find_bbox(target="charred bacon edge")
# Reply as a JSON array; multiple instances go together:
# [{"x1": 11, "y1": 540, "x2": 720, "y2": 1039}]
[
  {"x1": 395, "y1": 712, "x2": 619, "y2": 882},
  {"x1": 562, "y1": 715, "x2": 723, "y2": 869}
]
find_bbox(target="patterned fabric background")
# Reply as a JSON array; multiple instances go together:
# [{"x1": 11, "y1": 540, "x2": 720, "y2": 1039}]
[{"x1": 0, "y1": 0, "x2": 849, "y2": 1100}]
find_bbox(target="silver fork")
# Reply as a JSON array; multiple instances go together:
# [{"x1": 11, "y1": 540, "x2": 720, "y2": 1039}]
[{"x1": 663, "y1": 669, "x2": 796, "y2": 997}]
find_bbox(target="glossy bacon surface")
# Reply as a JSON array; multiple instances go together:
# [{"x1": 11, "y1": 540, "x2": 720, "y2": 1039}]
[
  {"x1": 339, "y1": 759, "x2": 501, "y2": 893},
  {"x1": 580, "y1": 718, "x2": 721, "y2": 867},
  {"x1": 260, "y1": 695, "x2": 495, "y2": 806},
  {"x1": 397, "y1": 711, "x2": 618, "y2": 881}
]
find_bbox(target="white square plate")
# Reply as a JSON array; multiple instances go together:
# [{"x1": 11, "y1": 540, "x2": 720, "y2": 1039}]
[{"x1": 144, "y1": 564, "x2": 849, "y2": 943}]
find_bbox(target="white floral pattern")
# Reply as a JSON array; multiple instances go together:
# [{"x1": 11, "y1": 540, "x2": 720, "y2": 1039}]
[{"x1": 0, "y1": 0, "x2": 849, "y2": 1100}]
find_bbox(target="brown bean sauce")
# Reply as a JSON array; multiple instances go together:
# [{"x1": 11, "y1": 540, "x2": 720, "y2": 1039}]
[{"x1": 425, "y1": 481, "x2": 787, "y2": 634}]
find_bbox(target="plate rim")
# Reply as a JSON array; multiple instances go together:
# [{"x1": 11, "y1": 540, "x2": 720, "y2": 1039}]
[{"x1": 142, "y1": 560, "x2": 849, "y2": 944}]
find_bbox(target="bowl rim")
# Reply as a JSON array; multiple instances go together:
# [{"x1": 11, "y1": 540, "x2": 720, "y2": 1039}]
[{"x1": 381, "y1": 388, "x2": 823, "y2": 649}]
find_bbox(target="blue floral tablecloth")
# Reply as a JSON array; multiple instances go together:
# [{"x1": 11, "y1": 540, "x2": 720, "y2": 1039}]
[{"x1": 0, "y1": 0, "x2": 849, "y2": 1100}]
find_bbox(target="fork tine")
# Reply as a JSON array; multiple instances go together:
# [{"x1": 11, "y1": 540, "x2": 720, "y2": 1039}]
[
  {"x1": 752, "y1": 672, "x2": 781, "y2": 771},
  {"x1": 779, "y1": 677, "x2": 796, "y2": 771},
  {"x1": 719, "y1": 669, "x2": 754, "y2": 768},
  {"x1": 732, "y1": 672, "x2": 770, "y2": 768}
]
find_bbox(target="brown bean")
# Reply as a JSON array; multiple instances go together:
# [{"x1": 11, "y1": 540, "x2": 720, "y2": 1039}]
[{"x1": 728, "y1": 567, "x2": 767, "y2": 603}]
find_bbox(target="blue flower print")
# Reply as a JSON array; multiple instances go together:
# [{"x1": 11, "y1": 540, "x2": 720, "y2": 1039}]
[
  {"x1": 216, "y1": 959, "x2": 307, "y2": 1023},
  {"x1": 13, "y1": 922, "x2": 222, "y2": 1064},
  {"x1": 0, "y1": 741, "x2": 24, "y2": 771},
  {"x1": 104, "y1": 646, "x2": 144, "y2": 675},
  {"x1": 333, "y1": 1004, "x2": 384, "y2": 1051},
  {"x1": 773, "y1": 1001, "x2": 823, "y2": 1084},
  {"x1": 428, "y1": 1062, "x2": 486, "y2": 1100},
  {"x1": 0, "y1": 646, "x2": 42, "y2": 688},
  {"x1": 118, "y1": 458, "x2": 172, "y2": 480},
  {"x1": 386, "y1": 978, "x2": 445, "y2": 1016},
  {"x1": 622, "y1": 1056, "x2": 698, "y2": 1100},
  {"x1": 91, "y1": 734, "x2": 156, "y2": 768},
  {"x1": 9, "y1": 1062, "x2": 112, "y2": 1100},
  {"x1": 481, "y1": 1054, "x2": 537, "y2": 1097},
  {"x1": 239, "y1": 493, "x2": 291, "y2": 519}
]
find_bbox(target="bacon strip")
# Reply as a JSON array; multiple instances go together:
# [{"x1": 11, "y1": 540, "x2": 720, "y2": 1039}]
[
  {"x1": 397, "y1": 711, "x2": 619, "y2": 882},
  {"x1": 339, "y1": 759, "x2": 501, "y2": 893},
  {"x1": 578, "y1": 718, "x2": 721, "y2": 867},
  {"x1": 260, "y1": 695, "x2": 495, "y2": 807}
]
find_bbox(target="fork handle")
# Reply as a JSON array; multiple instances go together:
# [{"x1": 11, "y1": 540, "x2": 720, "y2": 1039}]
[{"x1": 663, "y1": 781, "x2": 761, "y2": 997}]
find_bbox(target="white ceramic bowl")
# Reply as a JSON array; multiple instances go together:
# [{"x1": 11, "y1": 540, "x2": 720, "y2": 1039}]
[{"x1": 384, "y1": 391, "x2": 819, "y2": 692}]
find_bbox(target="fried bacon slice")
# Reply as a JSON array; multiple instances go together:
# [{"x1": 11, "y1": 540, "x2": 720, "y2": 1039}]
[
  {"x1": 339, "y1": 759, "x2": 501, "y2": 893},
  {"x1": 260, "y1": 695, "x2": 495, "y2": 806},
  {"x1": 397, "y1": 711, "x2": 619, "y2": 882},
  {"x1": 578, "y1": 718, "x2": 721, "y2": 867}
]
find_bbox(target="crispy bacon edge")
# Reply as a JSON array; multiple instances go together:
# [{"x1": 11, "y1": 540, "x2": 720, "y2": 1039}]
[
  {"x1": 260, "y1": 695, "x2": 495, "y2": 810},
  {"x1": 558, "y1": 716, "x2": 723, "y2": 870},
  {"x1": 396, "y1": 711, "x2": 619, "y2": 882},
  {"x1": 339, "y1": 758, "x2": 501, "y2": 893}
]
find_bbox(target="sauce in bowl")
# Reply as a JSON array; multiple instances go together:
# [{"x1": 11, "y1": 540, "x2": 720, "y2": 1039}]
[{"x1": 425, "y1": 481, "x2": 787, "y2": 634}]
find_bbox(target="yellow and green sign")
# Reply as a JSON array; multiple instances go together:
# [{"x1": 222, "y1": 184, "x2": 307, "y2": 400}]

## Task to carry out
Take the entries above and copy them out exactly.

## Task answer
find_bbox(target="charred bacon edge")
# Reply as a JSON array; multiple instances go together:
# [{"x1": 11, "y1": 540, "x2": 720, "y2": 1039}]
[
  {"x1": 395, "y1": 712, "x2": 619, "y2": 882},
  {"x1": 562, "y1": 715, "x2": 723, "y2": 869}
]
find_bbox(target="patterned fabric background")
# Reply as a JSON array; multiple instances go together:
# [{"x1": 11, "y1": 540, "x2": 720, "y2": 1039}]
[{"x1": 0, "y1": 0, "x2": 849, "y2": 1100}]
find_bbox(target="silver fork")
# Reply as a JSON array; multiple instances go together:
# [{"x1": 11, "y1": 540, "x2": 720, "y2": 1039}]
[{"x1": 663, "y1": 669, "x2": 796, "y2": 997}]
find_bbox(target="glossy bacon surface")
# Reply as a JSON array; multiple instances go together:
# [{"x1": 11, "y1": 540, "x2": 720, "y2": 1039}]
[
  {"x1": 339, "y1": 759, "x2": 501, "y2": 893},
  {"x1": 580, "y1": 718, "x2": 721, "y2": 867},
  {"x1": 260, "y1": 695, "x2": 495, "y2": 806},
  {"x1": 397, "y1": 711, "x2": 618, "y2": 881}
]
find_bbox(target="white square plate")
# Reply as a JSON array; multiple instances go together:
# [{"x1": 11, "y1": 540, "x2": 720, "y2": 1039}]
[{"x1": 144, "y1": 564, "x2": 849, "y2": 943}]
find_bbox(target="white floral pattern")
# Reply as a JSON array; multiple instances go together:
# [{"x1": 11, "y1": 540, "x2": 720, "y2": 1039}]
[{"x1": 0, "y1": 0, "x2": 849, "y2": 1100}]
find_bbox(target="brown bean sauce")
# Reply as a JSON array; multiple instances go together:
# [{"x1": 11, "y1": 540, "x2": 720, "y2": 1039}]
[{"x1": 425, "y1": 481, "x2": 787, "y2": 634}]
find_bbox(target="plate rim")
# Reply as a JSON array; multiple instances go together:
# [{"x1": 11, "y1": 540, "x2": 720, "y2": 1039}]
[{"x1": 142, "y1": 560, "x2": 849, "y2": 944}]
find_bbox(target="bowl rim")
# Reply as a JSON array; multiple instances go together:
# [{"x1": 11, "y1": 540, "x2": 720, "y2": 1039}]
[{"x1": 381, "y1": 388, "x2": 823, "y2": 649}]
find_bbox(target="blue floral tablecloth")
# Reply as a JSON array; multiple instances go together:
# [{"x1": 11, "y1": 540, "x2": 720, "y2": 1039}]
[{"x1": 0, "y1": 0, "x2": 849, "y2": 1100}]
find_bbox(target="fork tine")
# Reply as a JSON array; multiple instances go together:
# [{"x1": 11, "y1": 540, "x2": 720, "y2": 1039}]
[
  {"x1": 752, "y1": 672, "x2": 781, "y2": 771},
  {"x1": 779, "y1": 677, "x2": 796, "y2": 771},
  {"x1": 719, "y1": 669, "x2": 754, "y2": 768},
  {"x1": 732, "y1": 672, "x2": 770, "y2": 768}
]
find_bbox(target="brown bean")
# Reply as a JSON array; multiple instances go together:
# [{"x1": 11, "y1": 540, "x2": 720, "y2": 1039}]
[{"x1": 728, "y1": 567, "x2": 767, "y2": 603}]
find_bbox(target="blue flower print")
# Reply as a JSON array; multiple instances go together:
# [{"x1": 11, "y1": 540, "x2": 720, "y2": 1039}]
[
  {"x1": 216, "y1": 959, "x2": 307, "y2": 1023},
  {"x1": 13, "y1": 922, "x2": 222, "y2": 1064},
  {"x1": 0, "y1": 741, "x2": 24, "y2": 771},
  {"x1": 104, "y1": 646, "x2": 144, "y2": 675},
  {"x1": 333, "y1": 1004, "x2": 384, "y2": 1051},
  {"x1": 773, "y1": 1001, "x2": 823, "y2": 1084},
  {"x1": 428, "y1": 1062, "x2": 486, "y2": 1100},
  {"x1": 0, "y1": 646, "x2": 42, "y2": 688},
  {"x1": 118, "y1": 458, "x2": 172, "y2": 480},
  {"x1": 386, "y1": 978, "x2": 445, "y2": 1016},
  {"x1": 622, "y1": 1056, "x2": 698, "y2": 1100},
  {"x1": 91, "y1": 734, "x2": 156, "y2": 768},
  {"x1": 9, "y1": 1062, "x2": 112, "y2": 1100},
  {"x1": 481, "y1": 1054, "x2": 537, "y2": 1097},
  {"x1": 239, "y1": 493, "x2": 291, "y2": 519}
]
find_bbox(target="bacon strip")
# Reply as a JSON array; multiple instances go together:
# [{"x1": 11, "y1": 540, "x2": 720, "y2": 1039}]
[
  {"x1": 397, "y1": 711, "x2": 619, "y2": 882},
  {"x1": 339, "y1": 759, "x2": 501, "y2": 893},
  {"x1": 578, "y1": 718, "x2": 721, "y2": 867},
  {"x1": 260, "y1": 695, "x2": 495, "y2": 807}
]
find_bbox(target="fork handle")
# Reply as a JSON array; multiple instances go together:
# [{"x1": 11, "y1": 540, "x2": 720, "y2": 1039}]
[{"x1": 663, "y1": 781, "x2": 761, "y2": 997}]
find_bbox(target="white ceramic bowl")
# Reply as a JSON array; multiple instances go together:
# [{"x1": 11, "y1": 540, "x2": 720, "y2": 1039}]
[{"x1": 384, "y1": 391, "x2": 819, "y2": 692}]
find_bbox(target="fried bacon slice")
# Reply as a JSON array; multiple instances go together:
# [{"x1": 11, "y1": 540, "x2": 720, "y2": 1039}]
[
  {"x1": 339, "y1": 759, "x2": 501, "y2": 893},
  {"x1": 260, "y1": 695, "x2": 495, "y2": 806},
  {"x1": 397, "y1": 711, "x2": 619, "y2": 882},
  {"x1": 578, "y1": 718, "x2": 721, "y2": 867}
]
find_bbox(target="crispy bacon edge")
# Reply as a JSON array; multiple instances go together:
# [{"x1": 11, "y1": 540, "x2": 720, "y2": 1039}]
[
  {"x1": 260, "y1": 695, "x2": 495, "y2": 810},
  {"x1": 558, "y1": 716, "x2": 723, "y2": 870},
  {"x1": 396, "y1": 711, "x2": 619, "y2": 882},
  {"x1": 339, "y1": 758, "x2": 501, "y2": 893}
]
find_bbox(target="sauce in bowl")
# Reply as a JSON array; multiple instances go together:
# [{"x1": 11, "y1": 540, "x2": 720, "y2": 1039}]
[{"x1": 425, "y1": 481, "x2": 787, "y2": 634}]
find_bbox(target="yellow and green sign")
# Reply as a JSON array; multiple instances go together:
# [{"x1": 222, "y1": 184, "x2": 307, "y2": 400}]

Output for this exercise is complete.